● Brief:
All lines from the top of the records below through the line holding "positive clicks: (166, 92) (125, 76) (62, 95)", and only those, should be printed exactly, minus the pictures.

● Data:
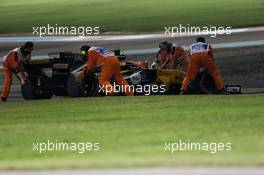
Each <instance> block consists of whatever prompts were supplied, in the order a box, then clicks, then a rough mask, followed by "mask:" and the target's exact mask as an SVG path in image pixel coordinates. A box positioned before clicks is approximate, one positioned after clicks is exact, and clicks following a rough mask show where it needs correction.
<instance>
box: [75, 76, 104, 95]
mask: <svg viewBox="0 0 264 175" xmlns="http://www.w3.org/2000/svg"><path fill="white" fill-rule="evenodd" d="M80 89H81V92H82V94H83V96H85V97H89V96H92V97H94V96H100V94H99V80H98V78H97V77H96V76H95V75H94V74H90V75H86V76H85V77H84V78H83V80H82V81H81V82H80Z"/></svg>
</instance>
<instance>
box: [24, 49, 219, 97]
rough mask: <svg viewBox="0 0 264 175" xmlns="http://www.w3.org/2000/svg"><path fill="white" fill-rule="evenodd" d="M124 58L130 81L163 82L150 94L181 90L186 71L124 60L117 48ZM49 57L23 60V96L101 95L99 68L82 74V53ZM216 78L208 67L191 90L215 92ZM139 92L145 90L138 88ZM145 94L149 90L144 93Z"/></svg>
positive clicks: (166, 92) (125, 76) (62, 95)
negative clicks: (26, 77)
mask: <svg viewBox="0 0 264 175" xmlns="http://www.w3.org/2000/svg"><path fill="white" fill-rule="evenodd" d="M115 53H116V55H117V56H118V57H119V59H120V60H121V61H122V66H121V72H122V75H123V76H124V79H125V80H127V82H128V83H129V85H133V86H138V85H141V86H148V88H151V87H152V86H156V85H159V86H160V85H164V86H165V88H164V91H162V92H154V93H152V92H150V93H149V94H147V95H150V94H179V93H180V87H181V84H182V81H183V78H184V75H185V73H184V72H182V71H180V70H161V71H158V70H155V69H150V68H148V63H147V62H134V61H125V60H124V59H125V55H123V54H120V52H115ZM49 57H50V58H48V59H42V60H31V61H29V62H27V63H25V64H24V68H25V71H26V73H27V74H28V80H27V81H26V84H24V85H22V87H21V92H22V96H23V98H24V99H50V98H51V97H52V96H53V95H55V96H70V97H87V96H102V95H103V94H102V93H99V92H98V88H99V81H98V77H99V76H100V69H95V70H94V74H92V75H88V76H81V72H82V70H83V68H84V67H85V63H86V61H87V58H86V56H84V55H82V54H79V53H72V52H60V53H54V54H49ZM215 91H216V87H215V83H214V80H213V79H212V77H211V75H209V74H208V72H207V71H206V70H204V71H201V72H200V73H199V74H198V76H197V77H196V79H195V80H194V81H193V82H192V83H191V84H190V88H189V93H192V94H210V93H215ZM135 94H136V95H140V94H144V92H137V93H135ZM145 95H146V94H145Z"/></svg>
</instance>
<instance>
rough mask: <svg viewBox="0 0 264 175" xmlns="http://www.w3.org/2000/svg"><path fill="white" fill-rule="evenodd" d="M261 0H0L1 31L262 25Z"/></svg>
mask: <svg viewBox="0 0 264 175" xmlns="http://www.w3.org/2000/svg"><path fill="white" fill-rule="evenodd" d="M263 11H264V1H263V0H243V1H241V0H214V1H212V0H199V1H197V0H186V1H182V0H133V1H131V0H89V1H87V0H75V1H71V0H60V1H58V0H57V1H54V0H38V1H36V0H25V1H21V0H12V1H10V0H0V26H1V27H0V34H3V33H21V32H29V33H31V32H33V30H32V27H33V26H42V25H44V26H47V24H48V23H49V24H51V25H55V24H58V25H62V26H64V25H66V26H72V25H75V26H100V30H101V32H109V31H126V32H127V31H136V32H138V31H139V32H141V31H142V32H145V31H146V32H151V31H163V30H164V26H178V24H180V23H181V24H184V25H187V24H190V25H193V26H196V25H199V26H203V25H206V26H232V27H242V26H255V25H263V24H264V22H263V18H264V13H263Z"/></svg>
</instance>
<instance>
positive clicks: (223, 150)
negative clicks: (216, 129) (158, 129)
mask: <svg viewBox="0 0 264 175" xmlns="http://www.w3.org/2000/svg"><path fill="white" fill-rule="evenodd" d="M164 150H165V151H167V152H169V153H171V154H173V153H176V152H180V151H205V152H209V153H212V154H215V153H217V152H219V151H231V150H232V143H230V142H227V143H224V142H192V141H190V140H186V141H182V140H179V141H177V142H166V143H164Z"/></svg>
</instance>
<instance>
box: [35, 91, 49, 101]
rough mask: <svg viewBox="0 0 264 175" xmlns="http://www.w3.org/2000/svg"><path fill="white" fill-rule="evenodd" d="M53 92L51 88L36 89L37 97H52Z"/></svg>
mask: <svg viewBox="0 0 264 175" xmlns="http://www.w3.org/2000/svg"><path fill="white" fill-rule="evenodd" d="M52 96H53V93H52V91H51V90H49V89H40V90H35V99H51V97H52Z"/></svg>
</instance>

● Answer box:
Each <instance> block consists of whatever prompts were supplied, in the order a box, then clicks, then a rough mask, followed by "mask:" and the target's exact mask as an SVG path in image pixel coordinates. A box positioned before clicks is approximate, one positioned after clicks is exact, and clicks following a rough mask show where it needs correction.
<instance>
box: [75, 76, 104, 95]
mask: <svg viewBox="0 0 264 175" xmlns="http://www.w3.org/2000/svg"><path fill="white" fill-rule="evenodd" d="M80 89H81V92H82V94H83V96H85V97H89V96H92V97H94V96H100V94H99V80H98V78H97V77H96V76H95V75H94V74H90V75H86V76H85V77H84V78H83V80H82V81H81V82H80Z"/></svg>
</instance>
<instance>
box: [24, 49, 219, 97]
rough mask: <svg viewBox="0 0 264 175" xmlns="http://www.w3.org/2000/svg"><path fill="white" fill-rule="evenodd" d="M124 58L130 81L163 82L150 94L181 90L186 71L124 60L117 48ZM49 57L23 60V96L101 95L99 68L82 74V53ZM216 78L208 67L191 90L215 92ZM139 92L145 90L138 88ZM145 94L149 90L144 93Z"/></svg>
positive clicks: (166, 92) (125, 76) (62, 95)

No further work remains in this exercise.